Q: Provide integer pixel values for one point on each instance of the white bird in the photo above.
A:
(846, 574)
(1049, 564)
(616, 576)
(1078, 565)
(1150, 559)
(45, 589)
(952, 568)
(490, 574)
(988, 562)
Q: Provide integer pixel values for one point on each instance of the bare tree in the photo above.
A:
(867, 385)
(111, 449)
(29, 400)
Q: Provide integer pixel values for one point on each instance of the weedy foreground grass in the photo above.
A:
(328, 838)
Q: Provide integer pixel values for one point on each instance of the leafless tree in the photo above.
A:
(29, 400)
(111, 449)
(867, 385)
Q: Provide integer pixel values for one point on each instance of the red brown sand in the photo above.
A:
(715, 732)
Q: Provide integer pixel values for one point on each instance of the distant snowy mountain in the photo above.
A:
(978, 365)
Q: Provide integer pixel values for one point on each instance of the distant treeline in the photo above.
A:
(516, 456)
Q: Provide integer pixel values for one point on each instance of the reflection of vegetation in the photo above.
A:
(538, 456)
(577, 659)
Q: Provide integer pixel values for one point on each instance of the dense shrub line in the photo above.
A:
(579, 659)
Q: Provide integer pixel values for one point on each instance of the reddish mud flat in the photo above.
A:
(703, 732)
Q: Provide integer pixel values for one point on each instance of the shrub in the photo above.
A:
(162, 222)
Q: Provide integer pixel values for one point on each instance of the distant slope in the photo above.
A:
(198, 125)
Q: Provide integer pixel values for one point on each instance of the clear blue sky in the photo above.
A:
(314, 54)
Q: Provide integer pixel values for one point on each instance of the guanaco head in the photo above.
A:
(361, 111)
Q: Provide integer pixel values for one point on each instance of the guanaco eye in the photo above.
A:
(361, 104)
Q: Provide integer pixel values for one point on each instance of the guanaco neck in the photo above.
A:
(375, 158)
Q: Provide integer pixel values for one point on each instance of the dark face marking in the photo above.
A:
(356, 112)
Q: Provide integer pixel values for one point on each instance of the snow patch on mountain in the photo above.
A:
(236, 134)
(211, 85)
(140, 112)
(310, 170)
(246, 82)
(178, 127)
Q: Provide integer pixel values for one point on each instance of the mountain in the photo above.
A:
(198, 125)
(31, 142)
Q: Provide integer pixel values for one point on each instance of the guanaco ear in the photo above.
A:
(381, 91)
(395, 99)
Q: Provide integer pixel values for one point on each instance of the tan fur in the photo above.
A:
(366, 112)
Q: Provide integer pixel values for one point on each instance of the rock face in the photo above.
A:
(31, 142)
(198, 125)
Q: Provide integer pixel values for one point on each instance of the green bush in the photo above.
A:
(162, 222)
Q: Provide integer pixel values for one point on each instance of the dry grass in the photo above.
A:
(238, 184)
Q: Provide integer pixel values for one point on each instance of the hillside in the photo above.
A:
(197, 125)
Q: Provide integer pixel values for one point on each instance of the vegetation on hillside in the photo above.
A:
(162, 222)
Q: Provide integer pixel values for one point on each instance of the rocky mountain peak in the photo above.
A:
• • • • •
◆ **WHAT YOU SHOULD DO**
From the data above, extract every line in its exact form.

◆ **THE REPLY**
Q: Provide integer pixel values for one point on each instance of the white bird in the photo above.
A:
(846, 574)
(1049, 564)
(616, 576)
(1078, 565)
(1150, 559)
(45, 589)
(952, 568)
(490, 574)
(988, 562)
Q: Provide integer pixel values for one point on each instance of the bare tree in the photo above.
A:
(867, 385)
(111, 449)
(29, 400)
Q: Provide integer pixel values for one point on each instance of the weedy foreground grass in the photo above.
A:
(328, 838)
Q: Provide integer pixel values for one point on each instance of the leafless tree in the photo above.
A:
(29, 400)
(111, 449)
(867, 385)
Q: Provide integer pixel values for one point on each instance of the red brown sand in the photo above.
A:
(715, 732)
Q: Provide integer pixel values for one point on each instance of the distant snowy mountain in the photo above.
A:
(978, 365)
Q: Provide integer pixel values for one point on each instance of the distant treeline in the photo above.
A:
(516, 456)
Q: Provide integer pixel values for one point on each instance of the reflection of vegetation in the photo above.
A:
(538, 456)
(577, 659)
Q: Provide integer pixel values for one point on each instance of the dense shrub line in the photo above.
A:
(579, 659)
Q: Provide integer pixel values for one point on each instance of the reddish mud flat in the photo above.
A:
(703, 732)
Q: Provide integer pixel values for one point on each instance of the shrub in the photo above.
A:
(162, 222)
Q: Provide integer pixel values for one point on each instance of the distant slope in the photo above.
A:
(198, 125)
Q: Provide integer pixel values for one point on each instance of the clear blue sky in the photo above.
A:
(314, 54)
Q: Provide integer pixel values for one point on each instance of the guanaco head in the photo above.
A:
(361, 111)
Q: Provide integer pixel values for one point on each instance of the guanaco eye in the photo above.
A:
(361, 104)
Q: Provide integer pixel values for one point on each instance of the guanaco neck in the photo above.
A:
(375, 158)
Q: Provide integer pixel values for one point on each instance of the dark face marking in the photo above.
A:
(356, 112)
Q: Provide integer pixel values for one point on each instance of the snow patch on mountain in the photo above.
A:
(236, 134)
(211, 85)
(140, 112)
(310, 170)
(246, 82)
(178, 127)
Q: Provide integer pixel values for one point on each instance of the mountain in the photo above.
A:
(198, 125)
(31, 142)
Q: Provide integer pixel values for one point on each instance of the guanaco ear in the photo above.
A:
(381, 91)
(395, 99)
Q: Provide integer pixel values for one point on each instance of the tan fur in the photo above.
A:
(366, 112)
Q: Provide integer pixel values for one point on each instance of the rock face in the photo above.
A:
(31, 142)
(198, 125)
Q: Provide integer pixel values for one point on each instance of the green bush in the photo above.
A:
(162, 222)
Q: Provide integer pixel values for one point on each instance of the dry grass in the photo above.
A:
(238, 184)
Q: Provide integer pixel values for one point on each instance of the hillside in the photo above.
A:
(197, 125)
Q: Provide integer pixel values for one point on each instance of the vegetation on hillside in the photo above.
A:
(162, 222)
Q: Provide integer pixel values for one point on each instance of the rocky mountain peak in the photo above.
A:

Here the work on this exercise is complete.